Records to use
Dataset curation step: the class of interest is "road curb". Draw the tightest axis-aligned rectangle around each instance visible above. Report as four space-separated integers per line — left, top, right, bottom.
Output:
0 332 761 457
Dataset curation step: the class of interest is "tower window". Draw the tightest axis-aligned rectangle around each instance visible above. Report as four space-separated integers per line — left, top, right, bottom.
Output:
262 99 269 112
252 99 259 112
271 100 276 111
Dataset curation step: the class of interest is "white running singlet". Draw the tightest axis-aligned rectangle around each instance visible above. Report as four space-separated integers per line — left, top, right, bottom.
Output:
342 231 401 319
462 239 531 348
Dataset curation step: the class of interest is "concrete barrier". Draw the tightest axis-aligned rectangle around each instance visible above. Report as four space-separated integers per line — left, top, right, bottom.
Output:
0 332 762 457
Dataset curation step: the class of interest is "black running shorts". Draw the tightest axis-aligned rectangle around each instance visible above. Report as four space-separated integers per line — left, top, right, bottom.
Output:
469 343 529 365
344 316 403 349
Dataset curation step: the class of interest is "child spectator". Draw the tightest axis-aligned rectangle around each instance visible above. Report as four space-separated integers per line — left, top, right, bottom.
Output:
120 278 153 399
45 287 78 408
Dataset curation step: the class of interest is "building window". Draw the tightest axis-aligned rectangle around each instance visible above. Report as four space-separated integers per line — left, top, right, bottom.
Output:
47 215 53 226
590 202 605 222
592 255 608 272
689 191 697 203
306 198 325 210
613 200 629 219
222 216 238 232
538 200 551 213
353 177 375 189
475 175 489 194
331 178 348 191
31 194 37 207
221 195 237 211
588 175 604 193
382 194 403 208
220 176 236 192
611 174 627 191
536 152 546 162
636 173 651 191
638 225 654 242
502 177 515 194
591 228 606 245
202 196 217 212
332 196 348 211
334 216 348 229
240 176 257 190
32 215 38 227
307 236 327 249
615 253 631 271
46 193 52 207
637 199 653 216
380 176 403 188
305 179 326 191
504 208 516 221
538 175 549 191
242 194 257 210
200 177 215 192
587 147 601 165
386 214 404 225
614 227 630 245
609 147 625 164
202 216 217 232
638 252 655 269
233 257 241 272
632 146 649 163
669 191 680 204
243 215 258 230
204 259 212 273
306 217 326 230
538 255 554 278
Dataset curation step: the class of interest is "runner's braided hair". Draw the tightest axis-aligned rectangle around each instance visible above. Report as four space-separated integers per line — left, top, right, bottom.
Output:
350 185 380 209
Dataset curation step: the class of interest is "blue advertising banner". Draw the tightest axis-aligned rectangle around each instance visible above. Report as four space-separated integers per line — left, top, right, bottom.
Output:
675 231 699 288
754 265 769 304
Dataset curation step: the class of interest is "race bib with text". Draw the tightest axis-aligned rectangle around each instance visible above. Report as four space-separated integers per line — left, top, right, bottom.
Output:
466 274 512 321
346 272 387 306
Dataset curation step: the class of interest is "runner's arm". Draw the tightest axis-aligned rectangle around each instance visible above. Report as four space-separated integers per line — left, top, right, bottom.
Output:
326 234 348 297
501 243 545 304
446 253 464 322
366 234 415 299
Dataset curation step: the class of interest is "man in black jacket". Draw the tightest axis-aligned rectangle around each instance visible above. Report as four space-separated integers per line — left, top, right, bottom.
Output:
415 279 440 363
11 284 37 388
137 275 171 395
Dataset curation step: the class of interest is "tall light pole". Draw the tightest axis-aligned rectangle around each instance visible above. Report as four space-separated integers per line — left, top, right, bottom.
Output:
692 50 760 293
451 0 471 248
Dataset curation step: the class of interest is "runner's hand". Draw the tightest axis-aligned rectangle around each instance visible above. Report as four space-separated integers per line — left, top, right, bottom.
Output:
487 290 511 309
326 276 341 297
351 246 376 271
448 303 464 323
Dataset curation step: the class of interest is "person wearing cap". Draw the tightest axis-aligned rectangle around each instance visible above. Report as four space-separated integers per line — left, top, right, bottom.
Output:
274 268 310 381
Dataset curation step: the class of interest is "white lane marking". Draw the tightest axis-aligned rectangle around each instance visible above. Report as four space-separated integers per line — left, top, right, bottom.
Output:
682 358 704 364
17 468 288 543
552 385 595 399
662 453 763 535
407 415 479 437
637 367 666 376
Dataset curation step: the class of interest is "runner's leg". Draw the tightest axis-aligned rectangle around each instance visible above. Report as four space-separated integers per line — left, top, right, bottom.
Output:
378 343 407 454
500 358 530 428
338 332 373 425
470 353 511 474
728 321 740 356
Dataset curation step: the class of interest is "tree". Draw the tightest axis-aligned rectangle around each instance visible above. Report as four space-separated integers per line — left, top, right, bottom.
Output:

What you are asked to do
Extract every line above that contains the word "window".

Exercise output
Dataset curation step: the class of interest is "tower window". Draw the tightest axis-aligned rectangle around each instance visible above. Report as four space-separated integers per line — left, top, right, bottom.
Dataset curation step: the class of interest is "building window". Draw the tightest axis-aligned rectangle around each instance visible above. Report as four space-separated integers per line — left, top, right, bottom.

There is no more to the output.